● **Your instructions**
Please copy out the entries below exactly, beginning with the line that contains "mark: tall grass" and ending with the line that contains "mark: soldier's gloved", and include nothing outside that span.

● **Data to examine**

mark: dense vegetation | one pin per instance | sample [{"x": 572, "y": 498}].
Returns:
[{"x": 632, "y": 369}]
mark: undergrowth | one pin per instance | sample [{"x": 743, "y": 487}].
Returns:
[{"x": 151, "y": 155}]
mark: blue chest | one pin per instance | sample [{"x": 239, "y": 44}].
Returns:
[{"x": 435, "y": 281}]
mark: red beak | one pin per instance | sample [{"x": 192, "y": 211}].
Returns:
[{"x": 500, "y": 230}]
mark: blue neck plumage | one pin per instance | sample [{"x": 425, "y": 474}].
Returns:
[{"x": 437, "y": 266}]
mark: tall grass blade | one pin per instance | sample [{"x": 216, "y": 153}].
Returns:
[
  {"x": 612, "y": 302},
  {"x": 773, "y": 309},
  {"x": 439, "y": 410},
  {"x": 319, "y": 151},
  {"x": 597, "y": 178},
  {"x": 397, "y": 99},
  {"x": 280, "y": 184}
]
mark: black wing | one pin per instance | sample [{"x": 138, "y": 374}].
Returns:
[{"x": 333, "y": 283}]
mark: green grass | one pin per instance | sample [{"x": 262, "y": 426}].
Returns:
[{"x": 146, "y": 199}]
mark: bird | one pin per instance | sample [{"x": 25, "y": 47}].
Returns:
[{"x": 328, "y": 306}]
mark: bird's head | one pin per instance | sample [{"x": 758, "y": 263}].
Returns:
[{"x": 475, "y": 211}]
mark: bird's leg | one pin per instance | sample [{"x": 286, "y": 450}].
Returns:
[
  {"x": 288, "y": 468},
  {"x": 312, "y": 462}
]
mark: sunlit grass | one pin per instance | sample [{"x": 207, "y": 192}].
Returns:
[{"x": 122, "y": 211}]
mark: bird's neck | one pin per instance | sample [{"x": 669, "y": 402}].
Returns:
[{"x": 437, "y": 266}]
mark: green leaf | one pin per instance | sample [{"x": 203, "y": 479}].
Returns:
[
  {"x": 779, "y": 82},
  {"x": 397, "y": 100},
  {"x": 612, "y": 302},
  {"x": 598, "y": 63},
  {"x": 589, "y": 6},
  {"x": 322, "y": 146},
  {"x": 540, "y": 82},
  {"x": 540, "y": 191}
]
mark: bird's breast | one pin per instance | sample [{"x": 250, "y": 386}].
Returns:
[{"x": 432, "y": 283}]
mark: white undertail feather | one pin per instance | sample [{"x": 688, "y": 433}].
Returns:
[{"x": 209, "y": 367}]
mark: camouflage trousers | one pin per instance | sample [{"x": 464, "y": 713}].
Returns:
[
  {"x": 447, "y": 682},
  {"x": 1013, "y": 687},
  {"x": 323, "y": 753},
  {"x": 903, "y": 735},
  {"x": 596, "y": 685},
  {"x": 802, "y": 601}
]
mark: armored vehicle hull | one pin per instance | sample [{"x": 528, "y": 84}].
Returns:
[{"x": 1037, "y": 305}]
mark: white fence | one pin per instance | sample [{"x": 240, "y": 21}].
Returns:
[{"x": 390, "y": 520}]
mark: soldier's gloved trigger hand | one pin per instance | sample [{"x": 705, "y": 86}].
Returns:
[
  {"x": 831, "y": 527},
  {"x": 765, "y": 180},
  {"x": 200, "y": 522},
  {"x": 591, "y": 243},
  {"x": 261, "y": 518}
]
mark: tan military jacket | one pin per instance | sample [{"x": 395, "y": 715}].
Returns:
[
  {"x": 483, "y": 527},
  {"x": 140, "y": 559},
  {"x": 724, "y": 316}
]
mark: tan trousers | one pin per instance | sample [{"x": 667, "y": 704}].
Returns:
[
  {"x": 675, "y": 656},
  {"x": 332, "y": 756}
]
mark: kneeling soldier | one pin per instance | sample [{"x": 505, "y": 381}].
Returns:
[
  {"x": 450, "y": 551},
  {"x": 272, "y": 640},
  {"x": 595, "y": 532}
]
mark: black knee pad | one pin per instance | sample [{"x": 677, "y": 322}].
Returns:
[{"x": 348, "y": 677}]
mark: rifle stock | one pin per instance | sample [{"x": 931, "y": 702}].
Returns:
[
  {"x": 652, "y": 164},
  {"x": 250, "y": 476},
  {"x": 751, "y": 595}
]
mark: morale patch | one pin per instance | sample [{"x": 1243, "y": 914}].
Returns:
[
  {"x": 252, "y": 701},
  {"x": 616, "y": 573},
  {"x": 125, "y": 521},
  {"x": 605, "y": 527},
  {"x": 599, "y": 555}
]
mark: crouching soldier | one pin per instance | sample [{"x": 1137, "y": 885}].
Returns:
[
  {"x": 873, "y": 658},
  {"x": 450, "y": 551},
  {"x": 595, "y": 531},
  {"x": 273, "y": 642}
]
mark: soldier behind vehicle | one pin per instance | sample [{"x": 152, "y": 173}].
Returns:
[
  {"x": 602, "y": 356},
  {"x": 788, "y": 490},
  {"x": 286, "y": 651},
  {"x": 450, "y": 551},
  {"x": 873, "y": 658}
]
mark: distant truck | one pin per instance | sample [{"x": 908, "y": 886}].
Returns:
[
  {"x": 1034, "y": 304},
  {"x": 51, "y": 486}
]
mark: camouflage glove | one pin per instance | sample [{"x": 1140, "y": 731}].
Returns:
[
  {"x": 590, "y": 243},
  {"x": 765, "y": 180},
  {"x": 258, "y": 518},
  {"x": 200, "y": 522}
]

● **Solved exercise**
mark: tall grass blade | one pin per instance | sample [{"x": 216, "y": 153}].
Returns:
[
  {"x": 612, "y": 302},
  {"x": 773, "y": 309},
  {"x": 439, "y": 410},
  {"x": 319, "y": 151},
  {"x": 597, "y": 178},
  {"x": 397, "y": 99},
  {"x": 280, "y": 184}
]
mark: black wing | one pin per instance | sample [{"x": 138, "y": 374}].
Returns:
[{"x": 333, "y": 283}]
mark: green grass | one pin per instance | sample [{"x": 262, "y": 426}].
Returns:
[{"x": 146, "y": 199}]
mark: bird | one pin per instance | sample [{"x": 25, "y": 47}].
Returns:
[{"x": 328, "y": 306}]
mark: bird's head | one pin per instance | sample [{"x": 758, "y": 263}].
Returns:
[{"x": 475, "y": 211}]
mark: bird's leg | one pin per instance | sample [{"x": 286, "y": 450}].
Returns:
[
  {"x": 288, "y": 468},
  {"x": 312, "y": 462}
]
mark: sunlit grass | one pin per instance | sample [{"x": 207, "y": 192}].
Returns:
[{"x": 122, "y": 211}]
mark: bird's neck | one pin per instance | sample [{"x": 669, "y": 402}].
Returns:
[{"x": 437, "y": 266}]
mark: green leaf | one pin per instance | sample [{"x": 203, "y": 479}].
Returns:
[
  {"x": 779, "y": 82},
  {"x": 397, "y": 100},
  {"x": 612, "y": 302},
  {"x": 598, "y": 63},
  {"x": 589, "y": 6},
  {"x": 322, "y": 146},
  {"x": 540, "y": 82},
  {"x": 540, "y": 191}
]
mark: bird's breast | one pin per instance | sample [{"x": 250, "y": 386}].
Returns:
[{"x": 432, "y": 283}]
mark: white undertail feather | one pin per instance | sample [{"x": 688, "y": 433}].
Returns:
[{"x": 209, "y": 367}]
mark: camouflage trousers | one pin per instance | sample [{"x": 464, "y": 713}].
Returns:
[
  {"x": 447, "y": 682},
  {"x": 1013, "y": 687},
  {"x": 323, "y": 753},
  {"x": 903, "y": 735},
  {"x": 596, "y": 685},
  {"x": 802, "y": 601}
]
mark: armored vehicle hull | one pin per instance | sample [{"x": 528, "y": 84}].
Returns:
[{"x": 1037, "y": 305}]
mark: white fence | one pin per instance | sample [{"x": 240, "y": 21}].
Returns:
[{"x": 390, "y": 520}]
mark: soldier's gloved trigger hand | one pin per instance | sample [{"x": 705, "y": 86}].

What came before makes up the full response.